__Page excerpt__
★ ★ ★ ★

And He still does.  Some of us Christians believe He does so in the Sacraments, coming to us through the tangible, immanent means of bread, wine, and water.

To be sure, Christians should embrace and be embraced by God in both the transcendent and the immanent realms.  In our recent Owen Barfield post, we discussed his point that the “participation” with reality that the ancients enjoyed in an immediate, non-reflective way, can recovered now in the “final participation” stage only with deliberation and intention.  Similarly, in our secular age we need to deliberately and intentionally pursue the transcendence that the Christian faith opens up to us.

But I would say that Christianity is well-positioned to reach people who live in and are often imprisoned by this immanent frame.  The Incarnation, the Sacraments, and Vocation (God’s presence and His work through ordinary people in their everyday lives) are manifestations of God’s immanence that can resonate profoundly in this secular age.

The big religion story of our day is about how so many young adults, particularly young men, are feeling the pull of sacramental Christianity–Catholicism, Orthodoxy, Lutheranism (as reported by the president of the LCMS)–in which it is believed that Christ gives not just His spirit but His body, in the context of worship that is both sensory and transcendent.

★ ★ ★ ★

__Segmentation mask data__

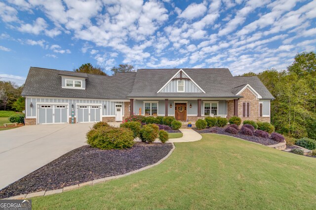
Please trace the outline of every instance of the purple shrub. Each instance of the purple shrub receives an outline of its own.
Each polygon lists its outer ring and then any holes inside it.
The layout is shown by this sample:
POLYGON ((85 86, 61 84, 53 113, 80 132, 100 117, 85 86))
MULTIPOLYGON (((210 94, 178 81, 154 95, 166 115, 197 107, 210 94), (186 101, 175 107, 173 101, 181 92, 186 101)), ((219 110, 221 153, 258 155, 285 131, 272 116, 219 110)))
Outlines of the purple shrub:
POLYGON ((254 135, 257 137, 261 137, 265 139, 268 139, 269 138, 269 133, 264 131, 261 131, 261 130, 256 130, 255 131, 254 135))
POLYGON ((246 136, 253 136, 253 132, 250 128, 242 126, 240 129, 240 134, 246 136))
POLYGON ((284 137, 283 136, 276 132, 271 134, 270 139, 277 142, 283 142, 284 140, 284 137))
POLYGON ((237 125, 235 124, 233 124, 232 125, 230 125, 229 127, 231 127, 232 128, 234 128, 235 129, 236 129, 237 131, 238 131, 239 130, 239 128, 238 128, 238 126, 237 125))
POLYGON ((242 126, 242 127, 245 127, 246 128, 248 128, 250 129, 253 132, 255 131, 255 128, 252 126, 251 125, 249 125, 248 124, 245 124, 242 126))
POLYGON ((238 134, 238 131, 236 130, 235 128, 234 128, 233 126, 228 126, 228 127, 225 128, 225 131, 227 133, 229 133, 230 134, 238 134))

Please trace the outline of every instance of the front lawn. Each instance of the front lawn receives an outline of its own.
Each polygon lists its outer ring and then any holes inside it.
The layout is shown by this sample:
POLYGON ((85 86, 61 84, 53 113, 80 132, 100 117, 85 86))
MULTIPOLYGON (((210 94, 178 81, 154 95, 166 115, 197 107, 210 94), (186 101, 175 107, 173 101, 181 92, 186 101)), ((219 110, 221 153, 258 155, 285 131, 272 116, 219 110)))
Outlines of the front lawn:
POLYGON ((161 164, 34 198, 34 209, 312 209, 316 159, 216 134, 175 143, 161 164))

★ ★ ★ ★

__Your task__
Could you continue the passage above on Christianity in a secular age from where it stops?

__Answer to the problem__
Another facet of the social imaginary of our secular age is what Taylor calls the “buffered self.”  The pre-modern eras were characterized by what he calls the “porous self,” in which the individual was not isolated by “porous” to nature, other selves in the family and the community, and to God.  For various historical and cultural reasons that Taylor goes into, we now have a “buffered self,” with a barrier between the mind and the world, our inner and our outer lives.  As a result, the self is isolated, walled off, and self-contained.  This has given rise to “expressive individualism,” a term coined by Taylor that Reformed theologian Carl Trueman applies in his book The Rise and Triumph of the Modern Self, showing its connection to the sexual revolution, transgenderism, and other desperate attempts to express one’s authentic self.

Again, Christianity can meet that buffered self where it is, honoring the sanctity of the soul and the personal relationship with Christ, while breaking down the barriers that bring isolation.  And also bringing the alienated individual into the community of the church.

So what’s next?  Barfield projected a “final participation” in which human beings would deliberately recover what they had lost.  What is next for the social imaginary?   Though, as we have shown, the data about a religious revival is mixed, God may be entering the social imaginary.  Elite thinkers are now taking the possibility of God seriously.  Even those most opposed to Christianity, the radical of the hard left, are making an exception for Islam, despite its harsh legalism and its repudiation of the sexual revolution in all its forms.  Science, which has played such a big part in our “buffering,” has gone far beyond rationalistic materialism.  Perhaps God will once again become a “given.”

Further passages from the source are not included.